Please copy out the material below from the line with "I'd appreciate it if you could detect the window sill" up to and including the line with "[261,164,300,235]", keeping every line and shifting each box coordinate up by 10. Give only those lines.

Excerpts of bounding box data
--- begin ---

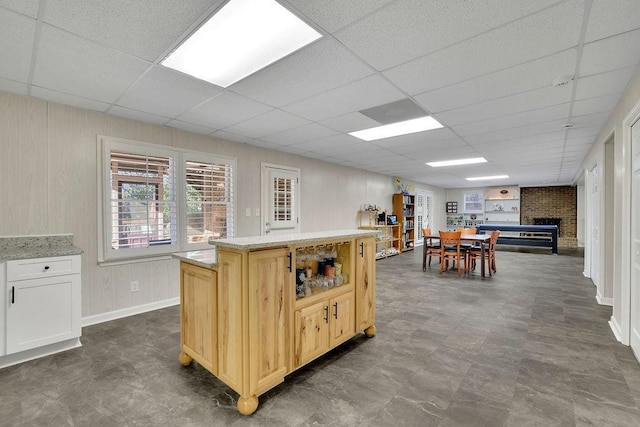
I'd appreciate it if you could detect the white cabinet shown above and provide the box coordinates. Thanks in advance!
[484,199,520,225]
[5,255,81,355]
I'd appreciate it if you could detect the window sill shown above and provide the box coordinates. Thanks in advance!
[98,254,173,267]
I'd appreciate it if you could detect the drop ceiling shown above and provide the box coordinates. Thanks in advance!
[0,0,640,188]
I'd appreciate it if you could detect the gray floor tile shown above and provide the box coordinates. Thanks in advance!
[0,251,640,427]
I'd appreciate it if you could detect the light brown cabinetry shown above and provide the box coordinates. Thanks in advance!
[294,291,356,368]
[178,230,375,415]
[355,238,376,336]
[180,262,218,375]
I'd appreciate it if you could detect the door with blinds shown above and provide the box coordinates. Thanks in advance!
[415,190,433,246]
[261,164,300,235]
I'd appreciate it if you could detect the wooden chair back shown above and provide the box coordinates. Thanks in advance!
[440,231,465,276]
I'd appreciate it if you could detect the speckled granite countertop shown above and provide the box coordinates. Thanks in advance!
[0,234,82,262]
[210,229,378,250]
[171,246,218,269]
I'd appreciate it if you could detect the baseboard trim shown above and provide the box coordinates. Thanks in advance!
[82,297,180,327]
[596,294,613,307]
[0,338,82,368]
[609,316,627,345]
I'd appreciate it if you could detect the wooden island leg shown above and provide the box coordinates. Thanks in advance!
[364,325,376,338]
[238,395,258,415]
[178,351,193,366]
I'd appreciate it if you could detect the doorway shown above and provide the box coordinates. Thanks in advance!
[629,117,640,360]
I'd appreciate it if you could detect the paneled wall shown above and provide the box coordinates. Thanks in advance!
[0,92,445,317]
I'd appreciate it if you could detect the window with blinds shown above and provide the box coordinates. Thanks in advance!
[110,150,176,250]
[273,177,294,222]
[98,137,236,262]
[185,161,233,243]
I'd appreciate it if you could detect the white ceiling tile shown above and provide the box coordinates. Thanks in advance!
[320,112,380,133]
[0,77,27,95]
[278,145,309,155]
[31,86,110,113]
[210,130,252,143]
[44,0,222,61]
[108,105,169,124]
[224,110,309,138]
[287,0,393,33]
[370,128,456,149]
[453,102,570,136]
[567,126,600,139]
[383,0,584,95]
[117,66,222,117]
[571,111,611,129]
[414,49,577,113]
[435,84,572,126]
[179,91,273,128]
[585,0,640,42]
[336,0,555,70]
[572,93,621,116]
[580,30,640,76]
[0,9,36,83]
[0,0,40,18]
[282,75,405,121]
[33,25,149,102]
[387,138,470,157]
[261,123,338,145]
[231,37,373,107]
[576,67,636,100]
[165,120,215,135]
[465,120,565,146]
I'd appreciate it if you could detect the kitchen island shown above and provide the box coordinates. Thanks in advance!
[174,230,377,415]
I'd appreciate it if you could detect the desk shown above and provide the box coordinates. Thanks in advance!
[422,234,491,279]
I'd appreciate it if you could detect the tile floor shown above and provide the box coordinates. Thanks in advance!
[0,251,640,427]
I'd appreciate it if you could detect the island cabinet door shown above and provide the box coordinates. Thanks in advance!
[180,262,218,375]
[329,292,356,348]
[294,301,329,368]
[218,250,246,394]
[248,248,291,395]
[356,238,376,331]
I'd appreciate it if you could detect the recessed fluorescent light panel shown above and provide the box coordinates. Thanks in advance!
[349,116,443,141]
[467,175,509,181]
[427,157,487,168]
[162,0,322,87]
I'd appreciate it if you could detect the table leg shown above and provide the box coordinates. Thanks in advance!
[480,242,485,279]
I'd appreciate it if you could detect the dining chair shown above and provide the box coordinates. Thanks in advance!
[465,230,500,276]
[422,228,440,271]
[440,231,466,276]
[458,227,478,251]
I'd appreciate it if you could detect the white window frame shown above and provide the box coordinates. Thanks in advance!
[97,135,237,264]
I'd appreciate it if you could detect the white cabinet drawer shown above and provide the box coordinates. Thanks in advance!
[7,255,80,282]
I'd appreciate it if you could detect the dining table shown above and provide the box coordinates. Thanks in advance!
[422,234,491,279]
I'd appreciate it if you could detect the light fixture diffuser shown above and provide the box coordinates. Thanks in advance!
[427,157,487,168]
[349,116,443,141]
[466,175,509,181]
[161,0,322,87]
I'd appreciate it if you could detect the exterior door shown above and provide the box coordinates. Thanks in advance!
[630,120,640,360]
[261,164,300,236]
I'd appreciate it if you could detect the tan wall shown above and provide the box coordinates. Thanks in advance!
[0,92,444,317]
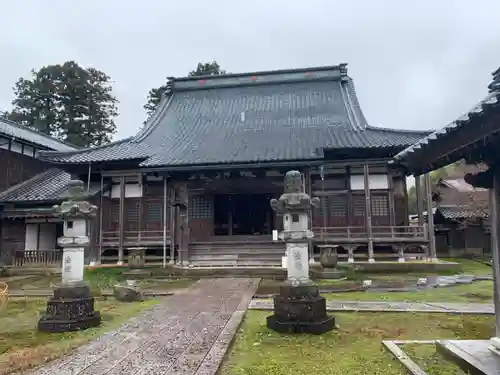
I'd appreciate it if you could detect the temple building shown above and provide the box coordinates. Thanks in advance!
[0,64,431,266]
[395,65,500,375]
[0,117,77,265]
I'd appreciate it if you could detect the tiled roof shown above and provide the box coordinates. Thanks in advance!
[437,205,488,220]
[441,178,488,193]
[0,117,77,152]
[394,68,500,161]
[0,168,100,203]
[42,64,429,167]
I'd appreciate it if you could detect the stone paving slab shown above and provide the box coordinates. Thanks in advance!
[249,299,495,315]
[31,278,259,375]
[9,288,176,297]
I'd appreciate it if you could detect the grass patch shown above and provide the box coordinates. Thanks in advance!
[400,344,467,375]
[8,267,196,294]
[324,281,493,303]
[446,258,493,276]
[0,299,158,375]
[219,311,494,375]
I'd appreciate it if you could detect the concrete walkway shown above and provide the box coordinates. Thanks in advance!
[31,278,259,375]
[249,299,495,315]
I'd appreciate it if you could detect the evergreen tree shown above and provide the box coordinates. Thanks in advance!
[7,61,117,147]
[144,61,226,117]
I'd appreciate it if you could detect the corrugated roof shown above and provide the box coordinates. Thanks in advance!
[0,168,100,203]
[437,205,488,220]
[41,64,429,167]
[441,178,487,193]
[0,117,77,152]
[394,69,500,161]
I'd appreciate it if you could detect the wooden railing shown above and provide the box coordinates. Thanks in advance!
[102,230,170,244]
[312,225,428,242]
[12,249,63,267]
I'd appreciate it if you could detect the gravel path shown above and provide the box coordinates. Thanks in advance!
[249,299,495,315]
[31,278,259,375]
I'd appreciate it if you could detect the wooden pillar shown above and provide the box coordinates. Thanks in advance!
[490,175,500,344]
[425,173,437,262]
[168,183,177,264]
[137,173,144,242]
[387,171,396,227]
[415,176,424,226]
[363,164,375,262]
[177,182,189,265]
[95,172,105,264]
[118,176,125,265]
[162,176,172,268]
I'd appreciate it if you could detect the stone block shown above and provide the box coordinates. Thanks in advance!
[38,284,101,332]
[113,284,144,302]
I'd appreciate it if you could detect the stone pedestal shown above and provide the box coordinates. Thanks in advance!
[489,337,500,361]
[267,284,335,334]
[267,171,335,334]
[123,247,152,280]
[38,181,101,332]
[38,284,101,332]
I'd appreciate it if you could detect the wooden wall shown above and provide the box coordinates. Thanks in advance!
[0,149,50,192]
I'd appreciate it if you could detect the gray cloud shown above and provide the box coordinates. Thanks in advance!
[0,0,500,138]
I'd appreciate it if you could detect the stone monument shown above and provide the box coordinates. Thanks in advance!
[38,180,101,332]
[123,247,152,280]
[267,171,335,334]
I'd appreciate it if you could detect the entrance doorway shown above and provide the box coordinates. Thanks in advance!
[214,194,274,236]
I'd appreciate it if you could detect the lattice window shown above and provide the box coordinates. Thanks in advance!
[352,195,365,216]
[148,203,163,221]
[110,201,120,224]
[126,203,140,221]
[188,195,214,219]
[371,195,389,216]
[314,196,328,217]
[330,195,347,217]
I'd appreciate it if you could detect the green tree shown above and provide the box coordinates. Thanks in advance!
[7,61,118,147]
[144,61,226,117]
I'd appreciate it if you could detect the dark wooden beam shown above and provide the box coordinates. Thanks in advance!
[409,108,500,170]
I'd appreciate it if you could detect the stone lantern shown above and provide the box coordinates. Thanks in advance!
[38,180,101,332]
[267,171,335,334]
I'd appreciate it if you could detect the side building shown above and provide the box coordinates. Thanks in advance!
[0,118,76,264]
[2,64,429,266]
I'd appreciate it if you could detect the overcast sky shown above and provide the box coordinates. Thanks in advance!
[0,0,500,139]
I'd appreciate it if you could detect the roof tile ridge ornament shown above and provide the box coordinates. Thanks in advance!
[270,171,320,214]
[52,180,97,220]
[488,67,500,94]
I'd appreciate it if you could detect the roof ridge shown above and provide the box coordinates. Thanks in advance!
[0,116,79,150]
[167,64,347,92]
[132,92,175,142]
[168,63,347,82]
[0,168,64,202]
[38,136,134,159]
[366,125,435,135]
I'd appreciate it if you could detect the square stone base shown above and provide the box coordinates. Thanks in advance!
[267,315,335,335]
[267,284,335,334]
[38,283,101,332]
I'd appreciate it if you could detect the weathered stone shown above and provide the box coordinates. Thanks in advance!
[128,247,146,269]
[38,180,101,332]
[113,284,144,302]
[267,171,336,334]
[38,285,101,332]
[319,246,338,268]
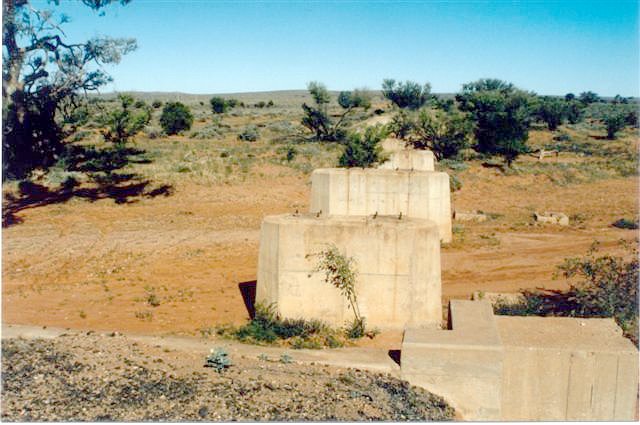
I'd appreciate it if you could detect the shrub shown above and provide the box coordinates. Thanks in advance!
[456,79,533,166]
[238,125,260,142]
[389,110,415,140]
[204,348,233,373]
[537,96,567,131]
[602,109,626,140]
[339,126,387,168]
[307,245,366,339]
[494,241,640,344]
[382,79,431,109]
[410,109,473,160]
[209,96,229,114]
[160,102,193,134]
[100,94,151,147]
[218,304,344,348]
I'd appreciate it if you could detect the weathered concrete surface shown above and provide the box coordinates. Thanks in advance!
[378,149,435,171]
[400,300,503,420]
[256,214,442,329]
[496,316,638,421]
[310,168,451,242]
[401,300,638,421]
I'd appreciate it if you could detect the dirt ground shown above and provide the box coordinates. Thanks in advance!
[2,154,638,343]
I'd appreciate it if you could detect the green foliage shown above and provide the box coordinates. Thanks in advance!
[578,91,602,105]
[307,245,366,339]
[389,109,416,140]
[494,240,640,344]
[456,79,533,166]
[338,126,387,168]
[160,102,193,134]
[410,109,473,160]
[602,108,626,140]
[565,99,584,124]
[338,89,371,111]
[307,81,331,106]
[100,94,151,146]
[382,79,431,110]
[301,81,370,142]
[209,96,229,114]
[204,347,233,373]
[238,124,260,142]
[2,0,136,179]
[218,304,344,348]
[537,96,567,131]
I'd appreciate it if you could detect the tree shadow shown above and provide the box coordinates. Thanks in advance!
[238,280,256,320]
[2,146,174,227]
[387,350,402,366]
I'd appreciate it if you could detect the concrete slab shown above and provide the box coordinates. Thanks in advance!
[401,300,638,421]
[310,168,451,242]
[256,214,442,329]
[400,300,503,420]
[496,316,638,420]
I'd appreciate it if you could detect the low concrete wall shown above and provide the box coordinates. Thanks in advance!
[256,214,442,329]
[400,300,504,420]
[401,301,638,421]
[378,149,435,171]
[311,168,451,242]
[496,316,638,421]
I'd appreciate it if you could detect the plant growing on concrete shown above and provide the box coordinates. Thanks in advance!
[204,347,233,373]
[217,303,344,348]
[494,240,640,345]
[309,245,365,338]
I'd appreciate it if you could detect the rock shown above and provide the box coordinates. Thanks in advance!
[533,211,569,226]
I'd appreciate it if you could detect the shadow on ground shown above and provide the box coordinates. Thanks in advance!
[238,280,256,320]
[2,146,174,227]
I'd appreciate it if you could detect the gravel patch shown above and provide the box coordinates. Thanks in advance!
[0,334,453,421]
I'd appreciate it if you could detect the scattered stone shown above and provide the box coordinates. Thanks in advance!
[533,211,569,226]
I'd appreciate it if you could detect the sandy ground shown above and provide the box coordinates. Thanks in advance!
[1,333,453,422]
[2,162,638,344]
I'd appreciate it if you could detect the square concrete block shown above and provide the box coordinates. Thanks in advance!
[256,214,442,329]
[496,316,638,421]
[378,148,435,171]
[310,168,451,242]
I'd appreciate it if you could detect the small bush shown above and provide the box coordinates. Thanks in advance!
[209,96,229,114]
[339,126,387,168]
[449,174,462,193]
[204,348,233,373]
[160,102,193,134]
[238,125,260,142]
[218,304,344,348]
[494,241,640,345]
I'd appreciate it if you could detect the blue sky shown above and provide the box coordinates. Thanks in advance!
[52,0,639,96]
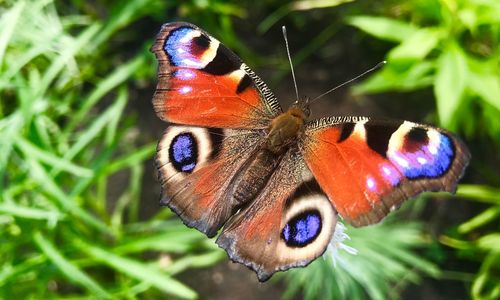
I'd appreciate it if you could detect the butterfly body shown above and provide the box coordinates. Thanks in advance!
[152,23,470,281]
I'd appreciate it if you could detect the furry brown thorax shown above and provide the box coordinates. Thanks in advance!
[266,104,309,154]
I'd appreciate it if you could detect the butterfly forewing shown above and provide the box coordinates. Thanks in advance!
[300,117,470,226]
[151,23,281,129]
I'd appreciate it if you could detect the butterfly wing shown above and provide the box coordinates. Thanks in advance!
[156,125,262,237]
[151,23,282,129]
[299,117,470,226]
[217,147,337,281]
[151,23,281,237]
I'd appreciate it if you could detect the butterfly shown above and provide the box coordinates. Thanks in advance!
[151,22,470,281]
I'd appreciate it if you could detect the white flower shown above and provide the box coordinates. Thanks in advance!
[324,222,358,267]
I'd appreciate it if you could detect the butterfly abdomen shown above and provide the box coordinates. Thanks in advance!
[233,148,281,204]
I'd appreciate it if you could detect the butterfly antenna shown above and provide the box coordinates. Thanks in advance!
[281,26,299,102]
[309,60,387,103]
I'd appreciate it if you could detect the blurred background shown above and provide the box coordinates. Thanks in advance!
[0,0,500,299]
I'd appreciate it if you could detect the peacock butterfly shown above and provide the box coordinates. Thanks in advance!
[151,23,470,281]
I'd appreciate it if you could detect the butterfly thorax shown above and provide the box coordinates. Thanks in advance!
[266,105,307,154]
[233,106,307,204]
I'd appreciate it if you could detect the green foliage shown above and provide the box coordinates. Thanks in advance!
[349,0,500,137]
[286,222,440,299]
[348,0,500,299]
[0,0,500,299]
[0,1,223,299]
[441,185,500,299]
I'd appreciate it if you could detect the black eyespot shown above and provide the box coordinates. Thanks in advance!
[169,132,198,173]
[281,210,321,247]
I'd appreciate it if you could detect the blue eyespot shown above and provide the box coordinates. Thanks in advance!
[169,132,198,173]
[163,27,210,69]
[391,134,455,179]
[281,210,321,247]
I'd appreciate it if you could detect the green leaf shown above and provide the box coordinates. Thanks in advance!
[477,233,500,252]
[353,61,434,94]
[33,232,111,299]
[434,45,467,128]
[16,137,93,177]
[79,241,196,299]
[347,16,418,42]
[467,73,500,111]
[388,28,442,60]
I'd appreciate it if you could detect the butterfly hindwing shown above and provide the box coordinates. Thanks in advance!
[300,117,470,226]
[151,23,281,129]
[156,125,262,237]
[217,147,337,281]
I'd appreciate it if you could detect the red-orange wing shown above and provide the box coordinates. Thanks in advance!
[151,23,281,129]
[217,147,337,281]
[299,117,470,226]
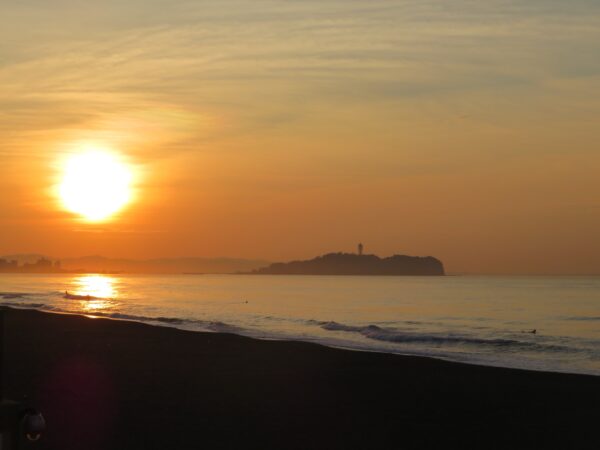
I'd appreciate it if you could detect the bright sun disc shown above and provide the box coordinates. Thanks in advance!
[59,150,132,222]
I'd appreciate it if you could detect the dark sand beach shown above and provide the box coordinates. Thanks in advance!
[3,310,600,450]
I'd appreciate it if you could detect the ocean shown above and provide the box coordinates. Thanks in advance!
[0,274,600,375]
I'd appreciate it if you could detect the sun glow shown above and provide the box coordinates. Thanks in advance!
[72,275,118,313]
[58,149,132,222]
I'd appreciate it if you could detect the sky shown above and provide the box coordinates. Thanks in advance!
[0,0,600,274]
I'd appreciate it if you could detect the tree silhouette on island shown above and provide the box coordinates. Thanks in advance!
[250,248,445,275]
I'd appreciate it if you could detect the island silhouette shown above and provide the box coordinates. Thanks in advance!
[250,251,445,275]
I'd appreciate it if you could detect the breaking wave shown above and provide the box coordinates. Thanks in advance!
[320,322,573,352]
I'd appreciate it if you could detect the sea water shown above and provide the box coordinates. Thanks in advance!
[0,274,600,375]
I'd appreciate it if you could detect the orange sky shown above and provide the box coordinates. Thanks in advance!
[0,0,600,273]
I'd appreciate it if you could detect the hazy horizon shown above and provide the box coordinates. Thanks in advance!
[0,0,600,274]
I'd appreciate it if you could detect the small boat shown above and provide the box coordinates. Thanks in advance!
[63,291,98,300]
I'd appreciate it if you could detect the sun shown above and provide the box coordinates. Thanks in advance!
[58,149,132,222]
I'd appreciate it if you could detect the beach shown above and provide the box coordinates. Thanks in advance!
[2,309,600,450]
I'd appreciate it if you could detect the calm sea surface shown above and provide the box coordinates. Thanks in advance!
[0,274,600,375]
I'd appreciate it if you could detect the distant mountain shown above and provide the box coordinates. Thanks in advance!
[61,256,269,273]
[251,253,444,275]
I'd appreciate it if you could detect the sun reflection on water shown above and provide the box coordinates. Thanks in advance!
[72,275,118,312]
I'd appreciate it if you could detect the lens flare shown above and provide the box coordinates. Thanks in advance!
[58,149,132,222]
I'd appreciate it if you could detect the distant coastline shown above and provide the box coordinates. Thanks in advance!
[250,253,445,276]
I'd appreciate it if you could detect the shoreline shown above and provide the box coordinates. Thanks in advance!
[3,308,600,450]
[0,304,600,378]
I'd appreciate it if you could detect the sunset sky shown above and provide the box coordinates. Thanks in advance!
[0,0,600,274]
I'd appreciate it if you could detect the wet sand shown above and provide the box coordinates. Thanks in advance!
[3,310,600,450]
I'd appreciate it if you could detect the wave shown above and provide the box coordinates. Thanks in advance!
[320,322,573,352]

--- end ---

RESULT OF THIS TASK:
I'd appreciate it if you could detect the window sill shown above and provide the box coordinates. Thanks in advance!
[108,264,183,277]
I'd appreciate it if you could detect the drop ceiling shown above and provide the box coordinates. Thanks in advance!
[10,10,650,198]
I'd appreciate it if you could detect the gray floor tile shown above and provide the box coordinates. Thanks in advance!
[10,261,650,437]
I'd appreciate it if you could detect the light brown cabinetry shown above and provide the box coordinates. Thanks in advance!
[304,301,366,378]
[188,240,385,425]
[365,248,386,346]
[190,272,228,385]
I'd appreciate it if you could detect the door with blinds shown above and provide the box coordinates. Thanks in advance!
[425,200,443,256]
[271,174,310,245]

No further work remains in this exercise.